## start Data for processing

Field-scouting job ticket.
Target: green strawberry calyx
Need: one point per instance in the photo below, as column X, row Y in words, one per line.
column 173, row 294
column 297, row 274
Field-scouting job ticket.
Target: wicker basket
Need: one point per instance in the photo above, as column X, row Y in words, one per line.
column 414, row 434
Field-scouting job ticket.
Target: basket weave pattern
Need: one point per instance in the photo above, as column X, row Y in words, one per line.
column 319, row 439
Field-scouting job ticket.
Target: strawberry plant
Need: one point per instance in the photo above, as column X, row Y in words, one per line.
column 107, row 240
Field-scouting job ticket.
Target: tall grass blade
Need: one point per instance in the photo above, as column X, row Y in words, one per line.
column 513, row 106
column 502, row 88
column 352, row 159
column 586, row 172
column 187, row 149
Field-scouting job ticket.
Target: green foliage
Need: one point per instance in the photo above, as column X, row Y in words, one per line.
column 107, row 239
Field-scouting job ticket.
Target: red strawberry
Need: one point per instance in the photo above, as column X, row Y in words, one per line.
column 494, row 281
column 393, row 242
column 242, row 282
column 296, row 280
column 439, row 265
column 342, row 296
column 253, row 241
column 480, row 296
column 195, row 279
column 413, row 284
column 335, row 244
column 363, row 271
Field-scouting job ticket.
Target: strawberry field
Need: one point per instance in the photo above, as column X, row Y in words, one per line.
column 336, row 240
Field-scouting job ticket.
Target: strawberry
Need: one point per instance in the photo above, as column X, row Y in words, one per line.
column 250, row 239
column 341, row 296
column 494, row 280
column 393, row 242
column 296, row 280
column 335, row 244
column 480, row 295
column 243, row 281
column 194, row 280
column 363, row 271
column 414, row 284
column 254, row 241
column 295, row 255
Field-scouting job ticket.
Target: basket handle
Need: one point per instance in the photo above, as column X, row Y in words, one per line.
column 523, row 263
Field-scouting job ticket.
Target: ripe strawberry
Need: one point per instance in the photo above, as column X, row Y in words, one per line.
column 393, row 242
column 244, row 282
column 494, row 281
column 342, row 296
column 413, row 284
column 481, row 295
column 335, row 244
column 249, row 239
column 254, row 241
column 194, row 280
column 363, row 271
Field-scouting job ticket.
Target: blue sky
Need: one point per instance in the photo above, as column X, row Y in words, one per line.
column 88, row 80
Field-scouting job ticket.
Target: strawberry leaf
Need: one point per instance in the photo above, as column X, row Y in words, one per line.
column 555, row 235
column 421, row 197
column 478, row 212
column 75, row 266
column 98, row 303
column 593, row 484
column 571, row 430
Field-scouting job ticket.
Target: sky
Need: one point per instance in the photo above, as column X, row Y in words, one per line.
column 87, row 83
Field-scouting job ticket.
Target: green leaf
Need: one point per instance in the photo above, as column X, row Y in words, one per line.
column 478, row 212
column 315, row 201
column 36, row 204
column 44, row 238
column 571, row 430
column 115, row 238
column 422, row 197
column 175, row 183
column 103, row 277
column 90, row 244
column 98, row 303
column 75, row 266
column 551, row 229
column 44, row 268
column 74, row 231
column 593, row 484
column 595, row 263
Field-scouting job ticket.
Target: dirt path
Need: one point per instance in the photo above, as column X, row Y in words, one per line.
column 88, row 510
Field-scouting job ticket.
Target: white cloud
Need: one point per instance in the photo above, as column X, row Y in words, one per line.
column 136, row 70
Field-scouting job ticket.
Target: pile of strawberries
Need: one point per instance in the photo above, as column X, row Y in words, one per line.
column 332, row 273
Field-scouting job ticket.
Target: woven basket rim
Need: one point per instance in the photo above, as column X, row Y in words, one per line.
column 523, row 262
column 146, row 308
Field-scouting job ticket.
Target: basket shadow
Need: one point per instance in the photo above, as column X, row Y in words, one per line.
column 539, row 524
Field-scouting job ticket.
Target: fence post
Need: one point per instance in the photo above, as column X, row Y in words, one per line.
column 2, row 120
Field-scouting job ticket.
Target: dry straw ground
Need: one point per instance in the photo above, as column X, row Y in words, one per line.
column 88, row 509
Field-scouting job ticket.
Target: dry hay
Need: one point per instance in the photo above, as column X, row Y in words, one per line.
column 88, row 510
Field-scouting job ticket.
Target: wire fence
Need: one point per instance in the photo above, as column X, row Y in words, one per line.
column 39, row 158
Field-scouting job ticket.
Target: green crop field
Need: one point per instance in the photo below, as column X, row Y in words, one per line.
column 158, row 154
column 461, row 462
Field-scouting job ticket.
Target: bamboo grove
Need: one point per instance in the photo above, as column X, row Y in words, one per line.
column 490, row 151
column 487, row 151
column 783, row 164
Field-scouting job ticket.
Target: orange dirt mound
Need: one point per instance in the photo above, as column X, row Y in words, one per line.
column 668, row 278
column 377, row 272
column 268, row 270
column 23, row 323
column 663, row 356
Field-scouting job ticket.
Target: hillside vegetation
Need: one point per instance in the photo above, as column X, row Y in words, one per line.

## end Data for processing

→ Task goal:
Rewrite every line of the items above as a numbered list, leaving out any blank lines.

→ Exercise solution:
1. Field-scouting job ticket.
2. Target: green strawberry calyx
3. Need: one point per instance in the photo below, as column X, row Y in words, one per line.
4. column 173, row 294
5. column 297, row 274
6. Field-scouting job ticket.
7. Target: wicker basket
8. Need: one point per instance in the photo above, as column X, row Y in words, one per line.
9. column 414, row 434
10. Field-scouting job ticket.
11. Target: basket weave pattern
12. Need: one point per instance in the photo above, as column X, row Y in words, one per line.
13. column 319, row 439
14. Field-scouting job ticket.
15. Target: strawberry plant
16. Need: one point per instance in the photo above, as column X, row Y in words, one per line.
17. column 107, row 240
18. Field-scouting job ticket.
19. Target: tall grass blade
20. Need: one point per instance in the photo above, as column X, row Y in words, one per line.
21. column 513, row 106
22. column 502, row 88
23. column 352, row 159
24. column 586, row 172
25. column 187, row 149
26. Field-scouting job ticket.
27. Target: green foliage
28. Need: one point per instance in the photo above, as column X, row Y in words, one per line.
29. column 107, row 239
30. Field-scouting job ticket.
31. Target: red strawberry
32. Need: one point per instance in the photo above, as column X, row Y in words, one per line.
33. column 494, row 281
34. column 393, row 242
35. column 242, row 282
36. column 296, row 280
37. column 439, row 265
38. column 342, row 296
39. column 253, row 241
40. column 480, row 296
41. column 195, row 279
42. column 413, row 284
43. column 335, row 244
44. column 363, row 271
45. Field-scouting job ticket.
46. Target: strawberry field
47. Need: one point per instance in the photo above, as column X, row Y in words, one per line.
48. column 336, row 240
49. Field-scouting job ticket.
50. Target: strawberry
51. Need: one point per instance in the photo above, as column X, row Y in words, one per line.
52. column 250, row 239
53. column 341, row 296
54. column 494, row 280
55. column 393, row 242
56. column 296, row 280
57. column 335, row 244
58. column 480, row 295
59. column 243, row 281
60. column 194, row 280
61. column 363, row 271
62. column 414, row 284
63. column 254, row 241
64. column 295, row 255
65. Field-scouting job ticket.
66. Target: basket handle
67. Need: one point per instance in the photo above, as column X, row Y in words, one per line.
68. column 523, row 263
69. Field-scouting job ticket.
70. Target: ripe strawberry
71. Need: one point per instance in the photo above, as column X, row Y in words, one per line.
72. column 393, row 242
73. column 244, row 282
74. column 494, row 281
75. column 342, row 296
76. column 413, row 284
77. column 481, row 295
78. column 335, row 244
79. column 249, row 239
80. column 254, row 241
81. column 194, row 280
82. column 363, row 271
83. Field-scouting job ticket.
84. Target: blue sky
85. Need: one point per instance in the photo above, as column X, row Y in words, one per line.
86. column 88, row 80
87. Field-scouting job ticket.
88. Target: strawberry leaf
89. Need: one point per instance in the photo above, as column X, row Y in words, one per line.
90. column 555, row 235
91. column 421, row 197
92. column 478, row 212
93. column 75, row 266
94. column 98, row 303
95. column 593, row 484
96. column 571, row 430
97. Field-scouting job ticket.
98. Target: sky
99. Need: one point per instance in the photo above, as column X, row Y in words, one per line.
100. column 87, row 83
101. Field-scouting job ticket.
102. Target: green leaf
103. Need: one point per instance in the photo above, as column X, row Y in words, one per line.
104. column 478, row 212
105. column 315, row 201
106. column 36, row 204
107. column 44, row 238
108. column 571, row 430
109. column 115, row 238
110. column 422, row 197
111. column 175, row 183
112. column 103, row 277
113. column 90, row 244
114. column 98, row 303
115. column 75, row 266
116. column 551, row 229
117. column 44, row 268
118. column 74, row 231
119. column 593, row 484
120. column 595, row 263
121. Field-scouting job ticket.
122. Target: dirt path
123. Need: one point per instance in the photo above, as column X, row Y in words, one per line.
124. column 88, row 510
125. Field-scouting job ticket.
126. Target: white cloud
127. Need: one point per instance in the photo above, as column X, row Y in words, one per line.
128. column 136, row 70
129. Field-scouting job ticket.
130. Target: pile of strawberries
131. Need: one point per instance in the photo above, as column X, row Y in words, one per line.
132. column 332, row 273
133. Field-scouting job ticket.
134. Target: woven basket rim
135. Need: one point per instance in the photo above, as column X, row Y in words, one per line.
136. column 523, row 262
137. column 146, row 308
138. Field-scouting job ticket.
139. Target: basket shadow
140. Need: one point per instance in the photo above, as column X, row Y in words, one per line.
141. column 539, row 524
142. Field-scouting job ticket.
143. Target: fence post
144. Need: one point per instance in the photo above, as column X, row Y in words, one per line.
145. column 2, row 120
146. Field-scouting job ticket.
147. Target: dry straw ground
148. Need: one point per instance in the photo above, as column X, row Y in words, one per line.
149. column 88, row 509
150. Field-scouting job ticket.
151. Target: dry hay
152. Need: one point per instance in the photo above, as column X, row Y in words, one per line.
153. column 88, row 510
154. Field-scouting job ticket.
155. Target: wire fence
156. Need: one point per instance in the photo above, as column X, row Y in words, one per line.
157. column 39, row 158
158. Field-scouting job ticket.
159. Target: green crop field
160. Need: one point per instance in the photo below, as column X, row Y in words, one per line.
161. column 158, row 154
162. column 461, row 462
163. Field-scouting job ticket.
164. Target: bamboo grove
165. Need: one point per instance in the photo above, as column X, row Y in words, one per line.
166. column 490, row 151
167. column 487, row 151
168. column 783, row 164
169. Field-scouting job ticket.
170. Target: orange dirt mound
171. Need: one point per instance in the photo above, as column X, row Y in words, one per line.
172. column 668, row 278
173. column 377, row 272
174. column 268, row 270
175. column 23, row 323
176. column 663, row 356
177. Field-scouting job ticket.
178. Target: hillside vegetation
179. Need: one point per instance in the photo above, as column X, row Y in words, one per line.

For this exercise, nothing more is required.